Passage provided:

Just finished reading this surprisingly informative book on the utility, appropriateness, and mechanisms of "alternative" medical treatments, such as phytotherapy, urinotherapy, homeopathy, shamans, prayer, hypnosis, and the like.
Almost quit after the first few pages thinking that's be the usual "miracle cures" or its opposite "it's all BS" book.
However, unexpectedly, the author provided a nice summary of about 100 years of research on the topic.
I had NO IDEA how complicated, under-understood, and potentially promising this line of R&D is.
Take, for instance, the placebo effect. I thought I knew what it is. I mean, any scholar knows what it is, right? Well, this book devotes 7 chapters to the topic and in the end leaves you with "Wow!!! I had no idea this issue is so multi-faceted". If goes far beyond the known facts that more expensive and more bitter placebo work better than cheaper and sweeter placebo. It discusses the latest research that shows how placebo can induce real chemical changes in the body, how it relates to Pavlov's conditioning, when it could actually be a useful remedy, what conditions are most susceptible to the placebo effect, evolution of testing against the placebo in pharma, interesting cases involving placebo, and more. I had NO IDEA.

Things to do:
**A)** Revise the book review, starting at "I had NO IDEA how" and ending at "had NO IDEA.", with "chapters" replaced by "sections".
**B)** According to the review of the alternative-medicine book, how many chapters does the book devote to the placebo effect?
**C)** Summarize the review of the alternative-medicine book in two sentences.

Raw data:
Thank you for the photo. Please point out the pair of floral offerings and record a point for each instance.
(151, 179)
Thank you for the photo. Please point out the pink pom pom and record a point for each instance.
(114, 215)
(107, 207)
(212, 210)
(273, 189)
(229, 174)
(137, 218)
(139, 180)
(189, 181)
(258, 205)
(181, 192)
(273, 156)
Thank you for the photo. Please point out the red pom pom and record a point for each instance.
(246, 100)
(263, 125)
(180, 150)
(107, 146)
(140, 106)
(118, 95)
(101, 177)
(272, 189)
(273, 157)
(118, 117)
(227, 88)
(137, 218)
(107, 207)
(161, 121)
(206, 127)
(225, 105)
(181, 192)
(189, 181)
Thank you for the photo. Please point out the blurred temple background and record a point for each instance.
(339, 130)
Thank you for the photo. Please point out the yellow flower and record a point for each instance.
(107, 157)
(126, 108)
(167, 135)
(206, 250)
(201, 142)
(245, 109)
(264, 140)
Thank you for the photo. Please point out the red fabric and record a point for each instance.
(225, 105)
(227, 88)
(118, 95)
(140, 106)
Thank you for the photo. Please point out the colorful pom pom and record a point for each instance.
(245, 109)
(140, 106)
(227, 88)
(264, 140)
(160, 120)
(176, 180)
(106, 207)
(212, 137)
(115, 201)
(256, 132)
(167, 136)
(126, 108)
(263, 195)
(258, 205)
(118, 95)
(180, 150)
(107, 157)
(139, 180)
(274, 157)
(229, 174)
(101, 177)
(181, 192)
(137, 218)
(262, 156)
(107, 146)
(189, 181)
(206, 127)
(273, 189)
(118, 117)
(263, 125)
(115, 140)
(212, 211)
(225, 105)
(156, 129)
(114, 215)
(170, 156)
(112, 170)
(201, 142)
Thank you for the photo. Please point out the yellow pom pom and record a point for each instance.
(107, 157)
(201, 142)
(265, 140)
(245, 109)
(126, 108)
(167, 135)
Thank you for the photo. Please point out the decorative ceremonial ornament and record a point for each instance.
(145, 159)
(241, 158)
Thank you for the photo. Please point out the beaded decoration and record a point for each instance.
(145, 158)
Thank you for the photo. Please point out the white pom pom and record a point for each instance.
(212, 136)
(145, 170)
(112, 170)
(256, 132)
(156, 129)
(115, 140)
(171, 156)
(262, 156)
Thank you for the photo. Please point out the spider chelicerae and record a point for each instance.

Solutions to the problems:
**A)**
I had NO IDEA how complicated, under-understood, and potentially promising this line of R&D is.
Take, for instance, the placebo effect. I thought I knew what it is. I mean, any scholar knows what it is, right? Well, this book devotes 7 sections to the topic and in the end leaves you with "Wow!!! I had no idea this issue is so multi-faceted". If goes far beyond the known facts that more expensive and more bitter placebo work better than cheaper and sweeter placebo. It discusses the latest research that shows how placebo can induce real chemical changes in the body, how it relates to Pavlov's conditioning, when it could actually be a useful remedy, what conditions are most susceptible to the placebo effect, evolution of testing against the placebo in pharma, interesting cases involving placebo, and more. I had NO IDEA.

**B)** Seven chapters.

**C)** The reviewer found this book on "alternative" medical treatments surprisingly informative, because instead of being a "miracle cures" or "it's all BS" book it summarizes about 100 years of research on the topic. It devotes seven chapters to the placebo effect, covering research on how placebo can induce real chemical changes in the body, how it relates to Pavlov's conditioning, and when it could be a useful remedy.